-- begin --

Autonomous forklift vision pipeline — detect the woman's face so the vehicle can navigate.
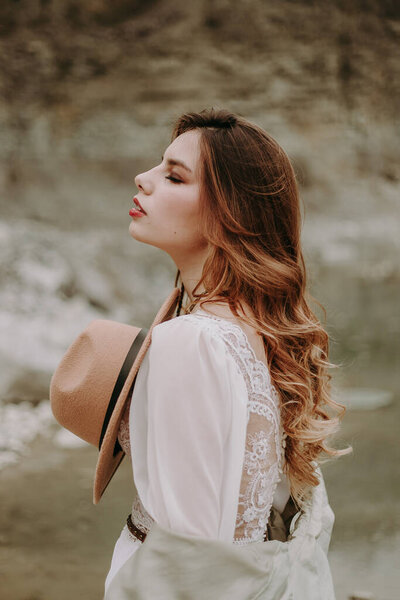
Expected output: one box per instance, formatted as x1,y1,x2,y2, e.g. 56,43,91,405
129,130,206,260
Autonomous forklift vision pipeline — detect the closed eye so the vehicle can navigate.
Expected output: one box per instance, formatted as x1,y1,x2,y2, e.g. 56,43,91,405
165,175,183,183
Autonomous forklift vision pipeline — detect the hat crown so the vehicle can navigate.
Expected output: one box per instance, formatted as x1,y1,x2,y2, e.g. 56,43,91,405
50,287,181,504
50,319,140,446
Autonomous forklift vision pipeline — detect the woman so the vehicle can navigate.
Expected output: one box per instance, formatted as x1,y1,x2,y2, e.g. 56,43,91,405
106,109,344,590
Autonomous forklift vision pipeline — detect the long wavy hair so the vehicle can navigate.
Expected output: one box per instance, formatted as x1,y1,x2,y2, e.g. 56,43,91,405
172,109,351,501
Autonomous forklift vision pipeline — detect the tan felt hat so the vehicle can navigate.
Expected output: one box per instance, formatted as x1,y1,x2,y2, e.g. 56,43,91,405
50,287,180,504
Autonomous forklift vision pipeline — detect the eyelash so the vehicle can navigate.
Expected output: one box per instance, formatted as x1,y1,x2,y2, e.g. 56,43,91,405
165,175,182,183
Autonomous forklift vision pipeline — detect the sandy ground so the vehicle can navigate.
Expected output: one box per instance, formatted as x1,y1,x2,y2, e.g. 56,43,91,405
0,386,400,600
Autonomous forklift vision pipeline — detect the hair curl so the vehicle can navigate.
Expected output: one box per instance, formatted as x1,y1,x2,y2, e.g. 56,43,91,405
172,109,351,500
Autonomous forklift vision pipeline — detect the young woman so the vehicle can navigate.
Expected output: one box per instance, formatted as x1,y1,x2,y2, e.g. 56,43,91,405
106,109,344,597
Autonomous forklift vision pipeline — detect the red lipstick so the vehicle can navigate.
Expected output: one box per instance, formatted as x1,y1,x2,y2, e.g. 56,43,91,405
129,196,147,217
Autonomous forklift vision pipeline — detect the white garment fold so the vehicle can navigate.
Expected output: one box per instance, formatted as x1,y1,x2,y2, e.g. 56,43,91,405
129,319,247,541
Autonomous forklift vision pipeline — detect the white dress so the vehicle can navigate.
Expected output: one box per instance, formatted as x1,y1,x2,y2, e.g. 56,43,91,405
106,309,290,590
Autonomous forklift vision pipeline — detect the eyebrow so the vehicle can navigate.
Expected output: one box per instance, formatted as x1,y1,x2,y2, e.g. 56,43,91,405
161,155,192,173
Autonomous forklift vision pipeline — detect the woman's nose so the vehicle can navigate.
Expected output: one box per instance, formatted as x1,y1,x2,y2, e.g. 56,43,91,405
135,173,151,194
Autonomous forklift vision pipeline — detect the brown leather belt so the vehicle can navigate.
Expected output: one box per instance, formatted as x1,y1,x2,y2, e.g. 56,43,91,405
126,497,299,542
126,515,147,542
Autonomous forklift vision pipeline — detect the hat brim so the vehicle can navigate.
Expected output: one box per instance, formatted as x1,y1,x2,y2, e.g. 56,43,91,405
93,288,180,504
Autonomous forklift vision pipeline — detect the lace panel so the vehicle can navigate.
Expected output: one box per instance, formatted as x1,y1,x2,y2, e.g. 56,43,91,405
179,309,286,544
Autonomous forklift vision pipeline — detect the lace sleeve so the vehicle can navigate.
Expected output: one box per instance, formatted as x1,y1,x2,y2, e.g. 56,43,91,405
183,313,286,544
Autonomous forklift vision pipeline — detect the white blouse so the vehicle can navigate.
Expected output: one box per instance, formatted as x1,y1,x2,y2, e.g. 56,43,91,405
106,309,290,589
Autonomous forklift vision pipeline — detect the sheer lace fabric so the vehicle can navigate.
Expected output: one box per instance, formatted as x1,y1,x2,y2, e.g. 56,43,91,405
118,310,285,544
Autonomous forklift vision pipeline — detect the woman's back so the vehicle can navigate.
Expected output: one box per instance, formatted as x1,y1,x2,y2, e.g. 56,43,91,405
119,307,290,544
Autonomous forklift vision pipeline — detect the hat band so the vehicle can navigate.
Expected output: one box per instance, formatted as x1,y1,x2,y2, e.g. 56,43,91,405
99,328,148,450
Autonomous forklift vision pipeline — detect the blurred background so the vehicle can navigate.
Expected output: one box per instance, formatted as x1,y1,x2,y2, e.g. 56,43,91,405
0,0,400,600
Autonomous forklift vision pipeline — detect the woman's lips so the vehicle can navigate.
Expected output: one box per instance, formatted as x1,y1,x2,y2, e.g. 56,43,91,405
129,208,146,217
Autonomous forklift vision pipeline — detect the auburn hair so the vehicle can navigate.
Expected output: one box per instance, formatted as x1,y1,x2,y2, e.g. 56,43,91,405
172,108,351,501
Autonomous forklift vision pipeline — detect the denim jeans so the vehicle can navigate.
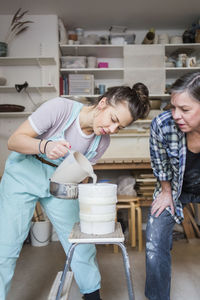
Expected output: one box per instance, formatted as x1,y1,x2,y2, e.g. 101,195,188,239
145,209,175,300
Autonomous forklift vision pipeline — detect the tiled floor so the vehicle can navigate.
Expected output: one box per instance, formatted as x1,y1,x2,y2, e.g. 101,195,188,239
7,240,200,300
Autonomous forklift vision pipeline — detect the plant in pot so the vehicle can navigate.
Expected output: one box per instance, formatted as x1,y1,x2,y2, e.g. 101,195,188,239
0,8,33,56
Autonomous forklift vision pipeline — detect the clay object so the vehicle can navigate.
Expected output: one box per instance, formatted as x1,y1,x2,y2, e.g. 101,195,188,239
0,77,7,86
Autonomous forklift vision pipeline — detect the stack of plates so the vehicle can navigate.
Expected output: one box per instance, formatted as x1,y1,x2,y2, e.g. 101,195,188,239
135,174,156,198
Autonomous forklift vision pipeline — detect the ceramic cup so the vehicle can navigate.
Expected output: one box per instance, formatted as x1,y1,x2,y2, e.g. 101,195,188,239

-- end --

Reproduce the material word for word from the line with "Autonomous forklift vision pipeline — detect the white blouse" to the line with "106,309,290,589", including both of those lines.

Autonomous forklift vision pipeline — detect the white blouse so the vehicle can navigate.
Expected output: one box per instance, formatted as x1,y1,x2,y2, e.g. 56,43,91,405
106,309,290,589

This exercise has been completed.